Task to complete:
Write out every line of the material below word for word, omitting the pictures.

Point-labeling samples
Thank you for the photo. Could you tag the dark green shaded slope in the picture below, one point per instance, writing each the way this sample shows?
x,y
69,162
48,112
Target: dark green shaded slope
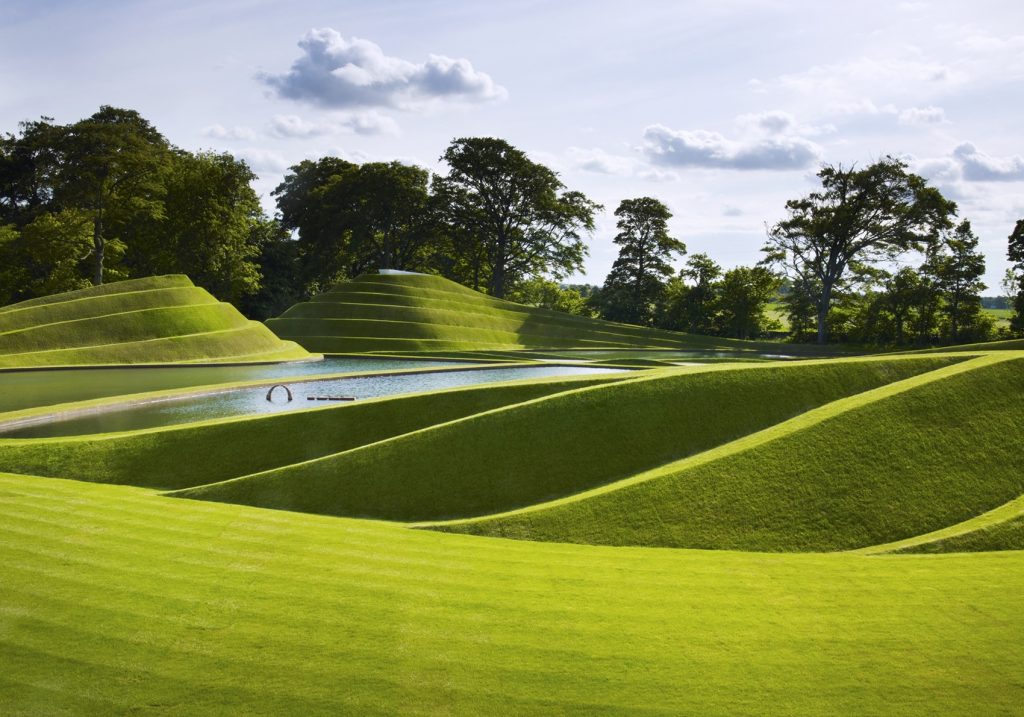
x,y
192,455
902,461
557,446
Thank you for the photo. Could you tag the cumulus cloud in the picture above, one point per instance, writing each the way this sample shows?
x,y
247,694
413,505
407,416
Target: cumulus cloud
x,y
238,132
335,72
978,166
768,140
360,123
260,160
600,162
922,116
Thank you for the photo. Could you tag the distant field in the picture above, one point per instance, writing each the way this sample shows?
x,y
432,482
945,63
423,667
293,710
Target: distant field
x,y
748,536
431,313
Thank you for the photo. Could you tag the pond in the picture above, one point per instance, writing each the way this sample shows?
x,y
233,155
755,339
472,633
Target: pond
x,y
26,389
252,401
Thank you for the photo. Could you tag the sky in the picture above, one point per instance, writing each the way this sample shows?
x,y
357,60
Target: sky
x,y
721,110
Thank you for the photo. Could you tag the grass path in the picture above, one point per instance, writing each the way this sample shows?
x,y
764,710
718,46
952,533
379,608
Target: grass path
x,y
116,600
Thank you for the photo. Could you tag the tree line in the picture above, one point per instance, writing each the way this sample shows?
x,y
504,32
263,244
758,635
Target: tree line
x,y
109,197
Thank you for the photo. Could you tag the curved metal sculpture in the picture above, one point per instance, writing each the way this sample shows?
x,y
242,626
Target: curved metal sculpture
x,y
288,391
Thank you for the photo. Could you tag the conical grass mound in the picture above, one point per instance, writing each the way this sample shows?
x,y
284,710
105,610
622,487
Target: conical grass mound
x,y
419,312
159,320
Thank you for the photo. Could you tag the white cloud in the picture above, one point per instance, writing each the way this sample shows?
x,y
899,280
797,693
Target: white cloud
x,y
336,72
768,140
218,131
851,82
977,166
601,162
359,123
260,160
922,116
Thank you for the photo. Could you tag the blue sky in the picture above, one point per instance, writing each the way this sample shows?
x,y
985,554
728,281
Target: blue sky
x,y
723,111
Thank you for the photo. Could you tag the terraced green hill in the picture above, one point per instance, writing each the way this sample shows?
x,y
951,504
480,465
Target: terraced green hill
x,y
119,599
909,458
558,445
158,320
418,312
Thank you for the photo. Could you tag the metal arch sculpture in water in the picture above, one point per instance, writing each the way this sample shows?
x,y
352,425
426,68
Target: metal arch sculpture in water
x,y
288,391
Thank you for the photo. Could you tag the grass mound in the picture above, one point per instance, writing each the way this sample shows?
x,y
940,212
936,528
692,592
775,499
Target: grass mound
x,y
559,445
903,460
117,601
147,321
161,458
421,312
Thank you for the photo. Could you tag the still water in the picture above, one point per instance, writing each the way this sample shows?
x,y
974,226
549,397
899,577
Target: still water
x,y
252,401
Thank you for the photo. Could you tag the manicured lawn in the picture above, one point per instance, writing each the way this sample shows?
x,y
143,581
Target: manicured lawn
x,y
117,600
148,321
422,313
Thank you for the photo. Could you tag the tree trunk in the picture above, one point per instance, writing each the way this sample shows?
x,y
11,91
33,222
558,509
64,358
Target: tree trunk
x,y
98,247
823,313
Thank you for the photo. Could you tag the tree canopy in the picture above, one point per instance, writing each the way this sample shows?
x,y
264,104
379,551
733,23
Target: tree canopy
x,y
511,215
636,282
859,216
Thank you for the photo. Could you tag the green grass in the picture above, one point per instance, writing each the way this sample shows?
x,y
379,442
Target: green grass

Solution to this task:
Thank you for the photo. Could you tag the dark green shaded slope in the picture below, one point per instance, writing each the way this sample shows?
x,y
69,162
48,112
Target: dark green shaded slope
x,y
192,455
902,461
557,446
Thank you for the photo. Could you tag the cumulus cloud in the picture above, one point per instance, writing each the way this sample shows?
x,y
247,694
413,505
407,416
Target: cumulus cloud
x,y
238,132
335,72
978,166
768,140
360,123
260,160
600,162
922,116
Thank you for the photo. Could you tag the distant field in the picture above, one point per instance, writing each the way this sample shows?
x,y
432,482
945,63
423,667
293,710
Target: distant field
x,y
748,536
431,313
Thank you for the photo. Could you tag the pond in the picture above, one point per instance, writing each the way this sample shows?
x,y
233,155
755,339
472,633
Target: pond
x,y
26,389
252,401
Thank you for the photo. Could you tag the sky in the picture above, one point per instance, writing each the way this sample shows?
x,y
357,60
Target: sky
x,y
721,110
Thank you for the photo. Could you tag the grass path in the picture above, one point per instance, writing each the way this sample shows?
x,y
764,710
718,46
952,533
379,608
Target: grass path
x,y
116,600
Thank you for the photo. Could you tag the tree line in the picture above, one point per instance, writing each the way this sample shows?
x,y
504,32
263,244
758,635
Target: tree line
x,y
109,197
Thank you for the photo. Could you tag the curved metal sculpture in the picture above, one point per instance, writing each the way this sample shows?
x,y
242,626
Target: curved metal sculpture
x,y
288,391
Thank you for the photo. Could you tag the conical grass mound in the picture above, one point per instance, writing each the way this sample shows?
x,y
284,710
105,610
622,487
Target: conical grass mound
x,y
419,312
159,320
Thank you for the photo. Could you tag the white cloud in the picture above, one point per instance, writing each the way this sample shows?
x,y
899,280
797,693
Target: white cloud
x,y
336,72
768,140
218,131
851,82
977,166
601,162
359,123
260,160
922,116
Thank you for the photo. Could you tag the blue sky in the picture above, one point per instance, writing each the way this sample shows?
x,y
985,554
728,281
Target: blue sky
x,y
723,111
Thank you for the photo. Could you tag the terraced green hill in the picture above, one point per instance, writing each the way this sample shows?
x,y
951,504
480,465
Target: terraced green hill
x,y
119,599
909,458
558,445
158,320
418,312
Thank you for the photo. Could you tag the metal arch sculpture in water in the picture above, one point per instance, writing each the way this sample shows?
x,y
352,425
426,68
Target: metal arch sculpture in water
x,y
288,391
Thank you for the photo. Could you tag the grass mound in the picture above, one point per instance, writing each the way this sample shows?
x,y
940,212
936,528
692,592
775,499
Target: grass mound
x,y
559,445
903,460
117,601
147,321
161,458
421,312
Thank you for the photo. Could you tag the still water in the picture above, one point per instance, writing each the way this sample shows?
x,y
974,226
549,397
899,577
Target: still water
x,y
252,401
Thank you for the photo. Could you tag the manicured lawn in the picture above, one point per instance, writing each the way this sample shows?
x,y
143,581
Target: manicured lawn
x,y
117,600
148,321
422,313
Thank you for the photo. Could you tag the tree trunk in the picture above, one point per instance, writing each the way this sample shows?
x,y
11,91
33,222
558,509
64,358
Target: tree trunk
x,y
98,247
823,313
Thank you for the photo. Could you tag the tree canopy in the picture above, one point per instance, writing each the way this sample shows?
x,y
264,104
379,551
733,23
Target: tree canopy
x,y
511,215
636,282
859,216
Thank you for the photo. Could you tag the green grass in the picture above, one point per instance, writing each the way this sample shows?
x,y
379,442
Target: green grass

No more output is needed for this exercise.